* Start MATERIAL TO PROCESS *
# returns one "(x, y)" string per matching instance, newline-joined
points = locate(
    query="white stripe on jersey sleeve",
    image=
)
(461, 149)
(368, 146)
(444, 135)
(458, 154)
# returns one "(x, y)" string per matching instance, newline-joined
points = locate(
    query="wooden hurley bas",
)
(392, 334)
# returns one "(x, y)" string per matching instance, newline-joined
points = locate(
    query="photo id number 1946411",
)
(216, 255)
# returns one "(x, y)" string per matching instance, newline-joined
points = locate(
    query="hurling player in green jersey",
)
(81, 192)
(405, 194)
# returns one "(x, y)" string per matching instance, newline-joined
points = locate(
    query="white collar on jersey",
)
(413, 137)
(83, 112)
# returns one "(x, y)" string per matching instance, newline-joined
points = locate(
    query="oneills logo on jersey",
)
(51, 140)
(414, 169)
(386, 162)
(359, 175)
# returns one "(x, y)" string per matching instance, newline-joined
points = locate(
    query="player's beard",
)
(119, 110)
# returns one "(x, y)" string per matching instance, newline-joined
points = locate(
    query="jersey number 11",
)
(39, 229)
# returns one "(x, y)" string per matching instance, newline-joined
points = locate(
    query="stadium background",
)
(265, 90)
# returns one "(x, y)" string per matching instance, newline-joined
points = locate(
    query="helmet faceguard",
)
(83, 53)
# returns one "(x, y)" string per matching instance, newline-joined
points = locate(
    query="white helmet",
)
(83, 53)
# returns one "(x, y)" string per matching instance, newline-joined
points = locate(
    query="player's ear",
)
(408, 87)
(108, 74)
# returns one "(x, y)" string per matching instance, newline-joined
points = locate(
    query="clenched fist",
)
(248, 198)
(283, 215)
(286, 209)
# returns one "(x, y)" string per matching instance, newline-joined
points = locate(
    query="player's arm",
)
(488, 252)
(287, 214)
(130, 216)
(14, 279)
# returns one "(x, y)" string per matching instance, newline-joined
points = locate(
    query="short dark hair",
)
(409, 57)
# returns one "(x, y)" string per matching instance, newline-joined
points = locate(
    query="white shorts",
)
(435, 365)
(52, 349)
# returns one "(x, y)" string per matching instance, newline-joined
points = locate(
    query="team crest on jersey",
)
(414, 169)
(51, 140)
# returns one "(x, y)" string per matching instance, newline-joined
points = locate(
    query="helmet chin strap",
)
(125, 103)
* End MATERIAL TO PROCESS *
__TO BE DONE__: Please restate the whole listing word for word.

__RESULT FOR THIS TASK__:
# returns one "(x, y)" string per matching instance, newline-joined
points = locate(
    query="white stripe on jersey sleeve",
    image=
)
(461, 149)
(368, 146)
(444, 135)
(458, 154)
# returns one "(x, y)" string per matching instance, newline-joined
points = locate(
    query="wooden hurley bas",
)
(392, 334)
# returns one "(x, y)" string per matching instance, newline-joined
points = locate(
    query="photo id number 1946411",
)
(216, 255)
# returns one "(x, y)" string per matching instance, newline-joined
points = locate(
    query="hurling player in green jersey",
)
(81, 192)
(405, 194)
# returns one "(x, y)" string per matching instance, newline-joined
points = locate(
    query="white collar on jersey",
)
(413, 137)
(83, 112)
# returns one "(x, y)" string per matching instance, newline-joined
points = locate(
    query="oneills logo on jersey",
)
(51, 140)
(414, 169)
(386, 162)
(359, 175)
# returns one "(x, y)" string per matching instance, newline-joined
points = locate(
    query="player's beard",
)
(119, 110)
# returns one "(x, y)" string per matching instance, newline-joined
points = locate(
    query="jersey number 11",
)
(39, 229)
# returns one "(x, y)" string per matching instance, newline-joined
points = locate(
    query="stadium background",
)
(265, 90)
# returns one "(x, y)" string per matching instance, newline-joined
points = locate(
    query="helmet faceguard",
)
(83, 53)
# returns one "(x, y)" string per matching instance, newline-joined
points = locate(
    query="white helmet",
)
(83, 53)
# returns one "(x, y)" string per matching instance, newline-joined
points = locate(
    query="player's ear",
)
(408, 87)
(108, 74)
# returns one "(x, y)" string per matching instance, newline-joined
points = locate(
    query="clenched fist",
)
(248, 198)
(283, 215)
(286, 209)
# returns one "(x, y)" string per matching instance, newline-joined
points = locate(
    query="player's arm",
)
(488, 252)
(287, 214)
(130, 216)
(14, 279)
# returns one "(x, y)" string per matching instance, newline-joined
points = locate(
    query="short dark hair",
)
(409, 57)
# returns one "(x, y)" string per matching instance, newline-joined
points = locate(
    query="white shorts",
)
(435, 365)
(52, 349)
# returns one "(x, y)" string per matching instance, newline-joined
points = locate(
    query="team crest on jersey",
)
(414, 169)
(51, 140)
# returns one "(x, y)" string per matching instance, newline-joined
points = locate(
    query="helmet chin strap",
)
(125, 103)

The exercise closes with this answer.